EXERCISE DIRECTIONS: Return the exact lines spanning from the line with "Where can the boy's" through the last line of the entries, boundaries included, and no others.

>>>>

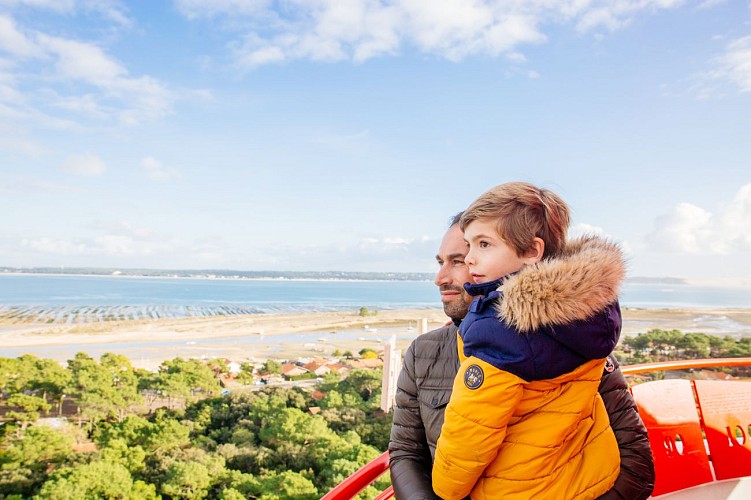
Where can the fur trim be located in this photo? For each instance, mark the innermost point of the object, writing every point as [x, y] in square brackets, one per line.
[582, 280]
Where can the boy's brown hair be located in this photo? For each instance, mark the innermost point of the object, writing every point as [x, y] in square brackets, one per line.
[522, 212]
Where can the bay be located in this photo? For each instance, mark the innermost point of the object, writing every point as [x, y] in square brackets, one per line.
[63, 297]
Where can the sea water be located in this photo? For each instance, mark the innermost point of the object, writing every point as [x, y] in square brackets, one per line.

<<<<

ANSWER TO THIS EXERCISE:
Where can the boy's brown hair be located in this photo? For each instance, mark the innermost point of the object, writing every point as [x, y] in square brackets, one per line.
[522, 212]
Where can the bay be located in this photo? For each instance, mark the innermost point of the object, writing every point as [x, y] in square brackets, one per line.
[63, 297]
Where can the sea water be located in this photo? For each instance, mark the innermost point of the object, writing every point as [x, y] in square brackets, one per line.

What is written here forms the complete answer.